> [EXERCISE DESCRIPTION]: Express all of the material below as a two-column CSV with the headers "request" and "points". Give one row per request, with its text in the first column and its answer in the second. Put each field in double quotes, and replace any line breaks with spaces.

(Pointing material)
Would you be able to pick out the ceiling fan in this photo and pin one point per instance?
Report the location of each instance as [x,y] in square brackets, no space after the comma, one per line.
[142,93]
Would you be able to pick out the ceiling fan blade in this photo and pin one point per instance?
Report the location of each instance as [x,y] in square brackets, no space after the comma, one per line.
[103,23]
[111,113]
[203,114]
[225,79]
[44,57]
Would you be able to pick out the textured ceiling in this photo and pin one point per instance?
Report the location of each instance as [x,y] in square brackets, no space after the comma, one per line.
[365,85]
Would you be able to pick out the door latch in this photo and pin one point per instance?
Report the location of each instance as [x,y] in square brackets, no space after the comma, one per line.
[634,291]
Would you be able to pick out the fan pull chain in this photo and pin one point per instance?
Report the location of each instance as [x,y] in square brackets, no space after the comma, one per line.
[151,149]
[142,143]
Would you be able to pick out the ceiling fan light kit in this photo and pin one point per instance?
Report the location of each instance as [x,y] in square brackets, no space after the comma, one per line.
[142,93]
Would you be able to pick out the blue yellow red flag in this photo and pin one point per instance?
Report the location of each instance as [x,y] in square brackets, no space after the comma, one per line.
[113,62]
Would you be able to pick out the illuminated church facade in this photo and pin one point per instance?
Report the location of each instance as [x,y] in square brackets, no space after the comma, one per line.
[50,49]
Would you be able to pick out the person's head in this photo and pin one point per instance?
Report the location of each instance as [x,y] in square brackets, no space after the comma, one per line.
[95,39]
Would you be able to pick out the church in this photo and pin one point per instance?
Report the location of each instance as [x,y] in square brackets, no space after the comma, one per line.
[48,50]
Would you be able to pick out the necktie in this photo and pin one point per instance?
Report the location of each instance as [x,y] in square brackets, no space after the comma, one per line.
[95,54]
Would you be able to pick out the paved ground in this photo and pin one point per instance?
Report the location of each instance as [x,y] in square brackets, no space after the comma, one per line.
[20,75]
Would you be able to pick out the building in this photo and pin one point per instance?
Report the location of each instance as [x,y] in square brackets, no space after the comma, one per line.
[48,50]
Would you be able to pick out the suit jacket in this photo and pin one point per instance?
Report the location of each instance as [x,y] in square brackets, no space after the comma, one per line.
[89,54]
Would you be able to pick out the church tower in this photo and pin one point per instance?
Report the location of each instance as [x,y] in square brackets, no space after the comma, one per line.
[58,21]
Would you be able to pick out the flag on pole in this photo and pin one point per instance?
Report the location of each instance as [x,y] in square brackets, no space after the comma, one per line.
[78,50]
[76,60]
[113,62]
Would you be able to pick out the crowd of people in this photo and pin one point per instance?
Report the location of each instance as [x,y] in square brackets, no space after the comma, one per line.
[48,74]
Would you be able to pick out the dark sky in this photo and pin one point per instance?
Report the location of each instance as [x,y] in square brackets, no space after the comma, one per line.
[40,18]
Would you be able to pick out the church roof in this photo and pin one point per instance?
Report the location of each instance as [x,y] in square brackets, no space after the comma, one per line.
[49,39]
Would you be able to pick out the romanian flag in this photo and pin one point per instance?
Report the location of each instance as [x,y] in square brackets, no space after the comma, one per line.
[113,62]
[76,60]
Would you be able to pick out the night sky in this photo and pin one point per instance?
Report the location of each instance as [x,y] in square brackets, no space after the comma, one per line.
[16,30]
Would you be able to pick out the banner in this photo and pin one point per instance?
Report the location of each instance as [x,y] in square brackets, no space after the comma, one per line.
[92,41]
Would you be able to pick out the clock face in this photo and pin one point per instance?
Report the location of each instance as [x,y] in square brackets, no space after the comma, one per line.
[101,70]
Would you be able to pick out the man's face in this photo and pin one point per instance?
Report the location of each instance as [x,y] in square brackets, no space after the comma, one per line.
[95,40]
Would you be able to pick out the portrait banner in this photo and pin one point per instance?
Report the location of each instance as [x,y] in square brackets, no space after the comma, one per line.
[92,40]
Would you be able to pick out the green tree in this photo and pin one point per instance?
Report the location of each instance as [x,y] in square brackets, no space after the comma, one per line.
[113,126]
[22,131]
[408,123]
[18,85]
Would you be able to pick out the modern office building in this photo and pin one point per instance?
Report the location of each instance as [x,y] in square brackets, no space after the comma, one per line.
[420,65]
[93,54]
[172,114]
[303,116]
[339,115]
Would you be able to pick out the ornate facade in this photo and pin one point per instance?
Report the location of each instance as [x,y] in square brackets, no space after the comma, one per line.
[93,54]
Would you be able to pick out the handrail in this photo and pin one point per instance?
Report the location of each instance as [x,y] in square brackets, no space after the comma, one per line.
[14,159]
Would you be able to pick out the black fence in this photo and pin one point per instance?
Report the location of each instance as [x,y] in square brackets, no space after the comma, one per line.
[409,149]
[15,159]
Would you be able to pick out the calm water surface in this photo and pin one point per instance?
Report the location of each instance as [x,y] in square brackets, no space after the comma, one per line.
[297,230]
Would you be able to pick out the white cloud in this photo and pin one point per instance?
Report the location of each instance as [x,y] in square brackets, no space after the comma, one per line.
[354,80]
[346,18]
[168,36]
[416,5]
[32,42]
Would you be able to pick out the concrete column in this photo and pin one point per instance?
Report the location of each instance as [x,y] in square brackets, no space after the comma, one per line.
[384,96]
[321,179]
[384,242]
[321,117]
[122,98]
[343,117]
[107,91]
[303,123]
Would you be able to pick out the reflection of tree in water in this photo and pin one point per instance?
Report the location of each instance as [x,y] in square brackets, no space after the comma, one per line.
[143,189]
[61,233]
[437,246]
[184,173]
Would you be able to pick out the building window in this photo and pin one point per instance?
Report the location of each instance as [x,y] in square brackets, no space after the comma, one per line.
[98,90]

> [SOLUTION TO THIS PROBLEM]:
request,points
"Would you be able to pick out the ceiling fan in this photo and pin one point per instance? Report the location of each instance as [x,y] in square brackets, no space after the comma, one per line.","[142,93]"
"Would you be able to pick out the ceiling fan blade in this photo and pin one point per instance? Report the location of each instance as [x,y] in square brackets, no space after the comma, one per line.","[103,23] [111,113] [203,114] [225,79] [44,57]"
"Would you be able to pick out the textured ceiling in this photo and pin one point per instance? Report the location of each instance as [x,y] in square brackets, no space after the comma, one per line.","[365,85]"
"Would you be able to pick out the door latch in this photo and pin one point per instance? Report the location of each instance as [x,y] in square brackets, no space after the comma, one per line.","[634,291]"
"Would you be able to pick out the fan pull chain in this photo and pin one point per instance? Report the location of each instance as [x,y] in square brackets, no space after the comma, one per line.","[151,149] [142,143]"
"Would you be able to pick out the ceiling fan light kit in this photo and pin one point per instance? Report the location of each instance as [x,y] in square brackets, no space after the comma, one per line.","[142,93]"
"Would you be able to pick out the blue yellow red flag in this photo and pin one point per instance? Report the location of each instance as [x,y] in square brackets, no space after the comma, one per line.","[113,62]"
"Would you be able to pick out the illuminated church facade in this photo and pin one point per instance? Report the location of each instance as [x,y] in square brackets, no space after the comma, one per line.","[50,49]"
"Would you be able to pick out the person's head in this photo and pin one point per instance? Report the location of each instance as [x,y] in square brackets, no space after the comma, one per line.","[95,39]"
"Would you be able to pick out the church in this photo and pin one point per instance? Report the location of each instance as [x,y] in square brackets, no space after the comma, one per line.","[48,50]"
"Would you be able to pick out the necktie in this photo and pin one point per instance? Report the location of each instance as [x,y] in square brackets, no space after the comma, one per line.","[95,54]"
"Would you be able to pick out the paved ground in this photo and pin one point per instance? Report the location of each instance as [x,y] in square brackets, no space after the comma, one per line.","[20,75]"
"Would you be able to pick out the building in this photo and pin one point per instance? Report the location of each instance as [x,y] in square brackets, no space after the comma, one per line.","[48,50]"
"Would you be able to pick out the suit jacket in this photo and pin one point per instance? Report the location of each instance as [x,y] in square brackets, no space after the comma, one per line.","[89,54]"
"Would you be able to pick out the church tower in this photo and pin one point per instance? Report the location of each instance as [x,y] in square brackets, no space after the comma, one per line.","[58,21]"
"Would you be able to pick out the flag on pole in this photo and pin one point per instance? Report the location of each instance as [x,y] in square brackets, no space after the comma, one per line.","[78,50] [76,60] [113,62]"
"Would you be able to pick out the crowd of people in this photo and pin one point per instance? Report the location of each instance as [x,y] in square brackets, no space after the comma, one per line.","[48,74]"
"Would you be able to pick out the dark sky in this photo and pin one point per instance? Report the location of each instance as [x,y] in square brackets, no space after the comma, one per line.","[40,18]"
"Would you be able to pick out the church roof in this photo and pin one point per instance? Report the location of each instance as [x,y] in square brackets, no space after the comma, one per line.","[49,39]"
"Would you be able to pick out the romanian flag in this photo and pin one point per instance? Report the location of each instance as [x,y] in square brackets, no space after the comma, one per line.","[113,62] [76,60]"
"Would you be able to pick out the night sky in this photo and pin one point per instance? Report the location of each instance as [x,y] in square brackets, no space after the comma, one per line.","[16,30]"
"Would you be able to pick out the banner in this photo and pin one point per instance? Report the location of each instance as [x,y] in square brackets, no space after the comma, one per line.","[92,41]"
"Would you be able to pick out the clock face in this photo and pin one point per instance? Report the location of each instance as [x,y] in square brackets, no space after the comma, one per line.","[101,70]"
"Would you be able to pick out the man's face in this photo and pin one point per instance? Report the location of each instance as [x,y] in square brackets, no space after the comma, one per line.","[95,40]"
"Would you be able to pick out the portrait banner in this photo and pin one point per instance? Report the location of each instance as [x,y] in square brackets, no space after the comma, one per line.","[92,40]"
"Would you be able to pick out the green tree in this photo and pin one point per instance? Report the location of each instance as [x,y] in square brackets, no space after the comma, one per line.","[113,126] [22,131] [408,123] [18,85]"
"Would you be able to pick out the modern office building in this photo and pin one point per instance? Report the location of each instance as [x,y] in square brackets, no space after the comma, one per line.","[420,65] [93,54] [172,114] [303,116] [339,115]"
"Would you be able to pick out the ornate facade in this photo and pin one point per instance? Report the location of each instance as [x,y] in square brackets, no space after the comma, one per line.","[93,54]"
"Would you be able to pick out the handrail in this photo and pin one point per instance? Report the location of each instance as [x,y] in square brackets, no space after the comma, one per line.","[14,159]"
"Would you be able to pick out the black fence in this photo and pin one point per instance? Report the location of each instance as [x,y] in square brackets, no space after the comma, one per line.","[409,149] [15,159]"
"Would you be able to pick out the calm water surface in this photo and pin one point per instance? Report the location of each instance as [x,y] in square brackets, no space after the comma, one per line.","[297,230]"
"Would you be able to pick out the white cloud in this photo and pin one point per instance? Report the location of each instance as [x,y] in square brackets, no space after the comma, one per line.","[354,80] [346,18] [168,36] [416,5] [32,42]"
"Would you be able to pick out the concrete column in this photo and pin one point per instance? Report the location of each instance as [x,y] in square brackets, no space after the comma, one per line.","[384,96] [321,179] [384,242] [321,117] [122,98] [343,117] [107,91] [303,123]"
"Would you be able to pick out the reflection of tree in water in this photo and pin one point per instance? Report the location of each instance as [x,y] in square brackets, no space after the comma, one per line.","[143,189] [61,233] [437,246] [184,173]"
"Would you be able to pick out the building window in this photo and pin one point per instance? Report the location of each instance as [x,y] in square brackets, no space after the comma, one per line.","[98,90]"